Family Circle was an American magazine that covered such topics as homemaking, recipes, and health. It was published from 1932 until the end of 2019. Originally distributed at supermarkets, it was one of the "Seven Sisters," a group of seven traditional "women's service" magazines centered on household issues, along with Ladies' Home Journal, McCall's, Good Housekeeping, Better Homes and Gardens, Woman's Day, and Redbook.

History
Family Circle was first published in 1932. It was initially distributed for free at Piggly Wiggly supermarkets, until it was offered as a freestanding publication in 1946.

Cowles Magazines and Broadcasting bought the magazine in 1962. The New York Times Company bought the magazine for its woman's magazine division in 1971. The division was sold to Gruner + Jahr in 1994. When Gruner + Jahr decided to exit the US magazine market in 2005, the magazine was sold to the Meredith Corporation.

From 1973 to 2015, Family Circle was the title sponsor of the Family Circle Cup (Charleston Open) women's professional tennis tournament on the WTA Tour, which was held at its namesake Family Circle Tennis Center in Charleston, South Carolina starting in 2001. At the time the sponsorship ended, Family Circle was the longest-running title sponsor in professional tennis. In 1992 the magazine also ran the first lady cookie competition for the spouses of incumbent or running presidential candidates; the results successfully predicted the presidential winner in 5 of the seven election cycles since its founding.

In November 2009, Family Circle launched their social network Momster.com for moms of tweens and teens.

Input data >>
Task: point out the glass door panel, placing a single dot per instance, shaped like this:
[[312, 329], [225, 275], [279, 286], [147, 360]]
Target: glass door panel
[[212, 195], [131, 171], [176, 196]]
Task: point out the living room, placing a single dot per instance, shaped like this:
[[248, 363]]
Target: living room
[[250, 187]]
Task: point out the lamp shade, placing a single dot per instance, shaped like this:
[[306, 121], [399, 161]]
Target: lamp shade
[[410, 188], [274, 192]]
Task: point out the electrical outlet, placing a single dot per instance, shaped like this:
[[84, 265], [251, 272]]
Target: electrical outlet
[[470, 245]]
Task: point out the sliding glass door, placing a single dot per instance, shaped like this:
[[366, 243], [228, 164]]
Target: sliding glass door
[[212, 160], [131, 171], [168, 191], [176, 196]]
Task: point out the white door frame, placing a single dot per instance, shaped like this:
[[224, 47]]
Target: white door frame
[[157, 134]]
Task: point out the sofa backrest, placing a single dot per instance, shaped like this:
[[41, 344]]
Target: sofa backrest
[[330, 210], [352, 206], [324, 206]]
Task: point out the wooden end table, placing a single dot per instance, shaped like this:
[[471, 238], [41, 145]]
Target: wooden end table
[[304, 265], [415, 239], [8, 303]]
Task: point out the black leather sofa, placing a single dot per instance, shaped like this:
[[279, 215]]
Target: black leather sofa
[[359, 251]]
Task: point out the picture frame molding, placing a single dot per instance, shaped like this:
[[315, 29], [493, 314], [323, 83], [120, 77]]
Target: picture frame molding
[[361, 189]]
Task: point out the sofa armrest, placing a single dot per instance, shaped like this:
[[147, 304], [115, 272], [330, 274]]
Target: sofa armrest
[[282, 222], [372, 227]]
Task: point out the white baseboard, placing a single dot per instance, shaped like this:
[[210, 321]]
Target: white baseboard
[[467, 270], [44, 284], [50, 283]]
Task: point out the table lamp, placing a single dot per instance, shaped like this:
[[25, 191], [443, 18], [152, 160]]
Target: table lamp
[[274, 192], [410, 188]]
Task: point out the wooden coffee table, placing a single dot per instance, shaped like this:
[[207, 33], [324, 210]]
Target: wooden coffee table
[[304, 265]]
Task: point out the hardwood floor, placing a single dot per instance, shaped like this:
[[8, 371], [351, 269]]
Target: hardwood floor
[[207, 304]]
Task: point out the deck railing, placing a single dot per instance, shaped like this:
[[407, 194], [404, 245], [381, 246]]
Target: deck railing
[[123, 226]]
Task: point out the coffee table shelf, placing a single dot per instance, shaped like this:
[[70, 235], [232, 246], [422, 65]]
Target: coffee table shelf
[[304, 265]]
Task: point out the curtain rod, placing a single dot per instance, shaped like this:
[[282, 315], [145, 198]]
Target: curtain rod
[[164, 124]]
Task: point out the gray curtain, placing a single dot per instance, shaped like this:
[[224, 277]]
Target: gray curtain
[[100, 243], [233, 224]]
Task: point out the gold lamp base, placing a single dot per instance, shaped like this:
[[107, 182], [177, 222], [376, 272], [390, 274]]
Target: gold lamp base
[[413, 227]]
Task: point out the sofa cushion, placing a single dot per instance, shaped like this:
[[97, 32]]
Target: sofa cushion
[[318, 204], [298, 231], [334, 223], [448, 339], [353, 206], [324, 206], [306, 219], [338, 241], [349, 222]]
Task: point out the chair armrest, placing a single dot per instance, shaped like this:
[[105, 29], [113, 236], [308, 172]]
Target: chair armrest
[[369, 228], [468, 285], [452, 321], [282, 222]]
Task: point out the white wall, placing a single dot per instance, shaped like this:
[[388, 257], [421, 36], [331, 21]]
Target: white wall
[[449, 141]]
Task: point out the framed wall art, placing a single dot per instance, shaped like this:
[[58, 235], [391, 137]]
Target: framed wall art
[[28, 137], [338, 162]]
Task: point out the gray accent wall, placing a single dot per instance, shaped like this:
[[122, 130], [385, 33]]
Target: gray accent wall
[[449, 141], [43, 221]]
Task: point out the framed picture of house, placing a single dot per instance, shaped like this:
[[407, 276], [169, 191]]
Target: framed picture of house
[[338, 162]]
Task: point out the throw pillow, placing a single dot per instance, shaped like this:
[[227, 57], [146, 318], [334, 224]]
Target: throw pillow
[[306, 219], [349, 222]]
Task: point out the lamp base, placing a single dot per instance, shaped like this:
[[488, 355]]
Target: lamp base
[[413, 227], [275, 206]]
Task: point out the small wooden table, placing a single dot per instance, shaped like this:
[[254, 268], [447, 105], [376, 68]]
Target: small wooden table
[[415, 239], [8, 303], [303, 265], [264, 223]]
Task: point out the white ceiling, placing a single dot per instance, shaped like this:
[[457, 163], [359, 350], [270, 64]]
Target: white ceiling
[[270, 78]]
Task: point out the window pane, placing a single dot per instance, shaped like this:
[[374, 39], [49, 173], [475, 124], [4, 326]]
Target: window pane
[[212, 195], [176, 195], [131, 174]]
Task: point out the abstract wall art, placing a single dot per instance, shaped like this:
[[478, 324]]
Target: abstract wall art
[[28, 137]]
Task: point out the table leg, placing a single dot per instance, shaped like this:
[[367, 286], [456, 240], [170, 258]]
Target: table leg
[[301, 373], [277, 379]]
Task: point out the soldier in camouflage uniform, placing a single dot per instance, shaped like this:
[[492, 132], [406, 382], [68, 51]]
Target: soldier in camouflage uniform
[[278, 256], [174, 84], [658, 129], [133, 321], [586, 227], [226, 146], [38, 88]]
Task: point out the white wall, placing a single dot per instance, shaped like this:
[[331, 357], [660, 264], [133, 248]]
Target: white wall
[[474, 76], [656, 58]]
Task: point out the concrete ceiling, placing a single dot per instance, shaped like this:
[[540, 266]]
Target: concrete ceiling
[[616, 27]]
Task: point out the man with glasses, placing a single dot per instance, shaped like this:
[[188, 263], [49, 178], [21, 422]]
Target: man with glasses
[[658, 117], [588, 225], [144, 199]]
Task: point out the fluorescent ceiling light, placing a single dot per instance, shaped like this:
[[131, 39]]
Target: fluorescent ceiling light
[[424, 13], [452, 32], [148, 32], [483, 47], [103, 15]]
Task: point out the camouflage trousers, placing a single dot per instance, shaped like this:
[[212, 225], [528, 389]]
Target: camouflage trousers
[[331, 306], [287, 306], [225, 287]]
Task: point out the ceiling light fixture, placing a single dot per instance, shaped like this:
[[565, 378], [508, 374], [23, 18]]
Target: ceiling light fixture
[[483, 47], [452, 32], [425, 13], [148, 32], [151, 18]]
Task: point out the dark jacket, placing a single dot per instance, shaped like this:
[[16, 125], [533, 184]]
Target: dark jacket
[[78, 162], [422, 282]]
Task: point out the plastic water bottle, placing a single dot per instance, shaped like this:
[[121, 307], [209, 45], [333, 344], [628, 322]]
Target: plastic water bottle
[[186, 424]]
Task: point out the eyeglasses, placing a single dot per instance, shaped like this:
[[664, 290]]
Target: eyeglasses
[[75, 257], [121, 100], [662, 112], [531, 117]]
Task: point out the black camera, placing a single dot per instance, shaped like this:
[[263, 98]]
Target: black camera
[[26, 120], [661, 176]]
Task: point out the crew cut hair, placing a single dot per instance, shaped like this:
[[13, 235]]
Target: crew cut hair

Parts of the exercise >>
1: Write out the part of the Family Circle article that begins at the words "From 1973 to" and ends after "tweens and teens.".
2: Put the lines of the records, starting at the line that contains "Task: point out the wooden coffee" and stopping after the line that contains "[[449, 141], [43, 221]]", both included, into a JSON list of strings with one string per line and blank lines left out.
The Family Circle article and the records are unrelated to each other.

Results >>
1:
From 1973 to 2015, Family Circle was the title sponsor of the Family Circle Cup (Charleston Open) women's professional tennis tournament on the WTA Tour, which was held at its namesake Family Circle Tennis Center in Charleston, South Carolina starting in 2001. At the time the sponsorship ended, Family Circle was the longest-running title sponsor in professional tennis. In 1992 the magazine also ran the first lady cookie competition for the spouses of incumbent or running presidential candidates; the results successfully predicted the presidential winner in 5 of the seven election cycles since its founding.

In November 2009, Family Circle launched their social network Momster.com for moms of tweens and teens.

2:
[
  "Task: point out the wooden coffee table, placing a single dot per instance, shaped like this:",
  "[[207, 33], [324, 210]]",
  "Target: wooden coffee table",
  "[[304, 265]]",
  "Task: point out the hardwood floor, placing a single dot per instance, shaped like this:",
  "[[8, 371], [351, 269]]",
  "Target: hardwood floor",
  "[[207, 304]]",
  "Task: point out the deck railing, placing a single dot per instance, shaped like this:",
  "[[407, 194], [404, 245], [381, 246]]",
  "Target: deck railing",
  "[[123, 226]]",
  "Task: point out the coffee table shelf, placing a single dot per instance, shaped like this:",
  "[[70, 235], [232, 246], [422, 65]]",
  "Target: coffee table shelf",
  "[[304, 265]]",
  "Task: point out the curtain rod, placing a single dot per instance, shaped like this:",
  "[[282, 315], [145, 198]]",
  "Target: curtain rod",
  "[[164, 124]]",
  "Task: point out the gray curtain, placing a single dot per instance, shaped like this:",
  "[[224, 277]]",
  "Target: gray curtain",
  "[[100, 243], [233, 224]]",
  "Task: point out the gold lamp base, placing a single dot per instance, shaped like this:",
  "[[107, 182], [177, 222], [376, 272], [390, 274]]",
  "Target: gold lamp base",
  "[[413, 227]]",
  "Task: point out the sofa cushion, placing a single dot per instance, shaped like this:",
  "[[97, 32]]",
  "Target: sofa cushion",
  "[[318, 204], [298, 231], [334, 223], [448, 339], [353, 206], [324, 206], [306, 219], [338, 241], [349, 222]]",
  "Task: point out the chair armrest, placing a single dot per instance, shaped like this:",
  "[[105, 29], [113, 236], [308, 172]]",
  "Target: chair armrest",
  "[[369, 228], [468, 285], [452, 321], [282, 222]]",
  "Task: point out the white wall, placing a single dot per instance, shaped like this:",
  "[[388, 257], [421, 36], [331, 21]]",
  "Target: white wall",
  "[[449, 141]]",
  "Task: point out the framed wall art, placing a single dot per instance, shaped like this:",
  "[[58, 235], [391, 137]]",
  "Target: framed wall art",
  "[[28, 137], [338, 162]]",
  "Task: point out the gray accent wall, placing a single dot per instance, shaped like this:",
  "[[122, 130], [385, 33]]",
  "Target: gray accent wall",
  "[[449, 141], [43, 221]]"
]